WORK TO DO:
**a)** According to the JPMorgan Chase Form 8-K filing below, on what date were the restricted stock unit awards made?
**b)** Extend the JPMorgan Chase Form 8-K filing below by writing the next part of the text after its final line.

UNITED STATES
SECURITIES AND EXCHANGE COMMISSION
WASHINGTON, D.C. 20549
__________
FORM 8-K
CURRENT REPORT
Pursuant to Section 13 or 15(d) of the
Securities Exchange Act of 1934
Date of Report (date of earliest event reported):April 6, 2005
JPMORGAN CHASE & CO.
(Exact name of registrant as specified in its charter)
Delaware | 1-5805 | 13-2624428 |
(State or other jurisdiction of incorporation) | (Commission File Number) | (IRS Employer Identification Number) |
270 Park Avenue, New York, NY | 10017 |
(Address of Principal Executive Office) | (Zip Code) |
Registrant's telephone number, including area code: (212) 270-6000
__________
Check the appropriate box below if the Form 8-K filing is intended to simultaneously satisfy the filing obligation of the registrant under any of the following provisions (see General Instruction A.2. below):
- Written communications pursuant to Rule 425 under the Securities Act (17 CFR 230.425)
- Soliciting material pursuant to Rule 14a-12 under the Exchange Act (17 CFR 240.14a-12)
- Pre-commencement communications pursuant to Rule 14d-2(b) under the Exchange Act (17 CFR 240.14d-2(b))
- Pre-commencement communications pursuant to Rule 13e-4(c) under the Exchange Act (17 CFR 240.13e-4(c))
Item 1.01 Entry into a Material Definitive Agreement.
On April 6, 2005, Registrant issued award agreements containing the terms and conditions of awards of restricted stock units made on January 20, 2005 pursuant to Registrant's Long-Term Incentive Plan. The form of award agreement is attached as Exhibit 10.1 hereto and incorporated herein by reference.
Item 9.01 Financial Statements and Exhibits.
(c) Exhibits.
10.1 Form of award agreement for award of restricted stock units.
SIGNATURES
Pursuant to the requirements of the Securities Exchange Act of 1934, as amended, the registrant has duly caused this report to be signed on its behalf by the undersigned hereunto duly authorized.
| | JPMORGAN CHASE & CO. |
| By: | /s/ Anthony J. Horan |
| Name: Title: | Anthony J. Horan Corporate Secretary |
Date: April 11, 2005
EXHIBIT INDEX
10.1 Form of award agreement for award of restricted stock units.
EXHIBIT 10.1
JPMorgan Chase & Co.

DATASET SECTION:
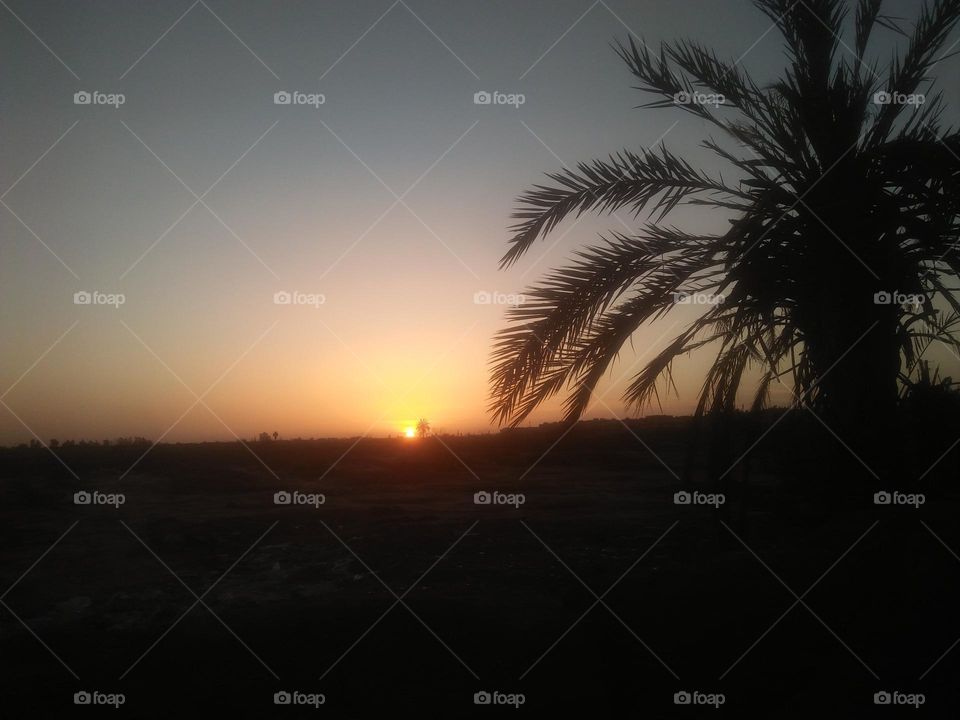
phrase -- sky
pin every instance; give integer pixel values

ANSWERS:
**a)** January 20, 2005

**b)**
Long-Term Incentive Plan Award Agreement
Subject to acceptance of this Award Agreement including its Terms and Conditions (which form a part of this Award Agreement), JPMorgan Chase & Co. ("JPMorgan Chase") grants to you, as a matter of separate inducement and not in lieu of salary or other compensation for services, the following award pursuant to the JPMorgan Chase 1996 Long-Term Incentive Plan ("Plan"). Except as otherwise specified in the attached Terms and Conditions or herein, vesting of the award is conditioned upon you being continuously employed by JPMorgan Chase or a subsidiary from the Grant Date to each relevant vesting date.
Restricted Stock Units
Subject to acceptance of this Award Agreement including its Terms and Conditions, you are awarded the following Restricted Stock Units. Each Unit is the equivalent of one share of Common Stock and will be distributed following the relevant vesting date, in the form of Common Stock.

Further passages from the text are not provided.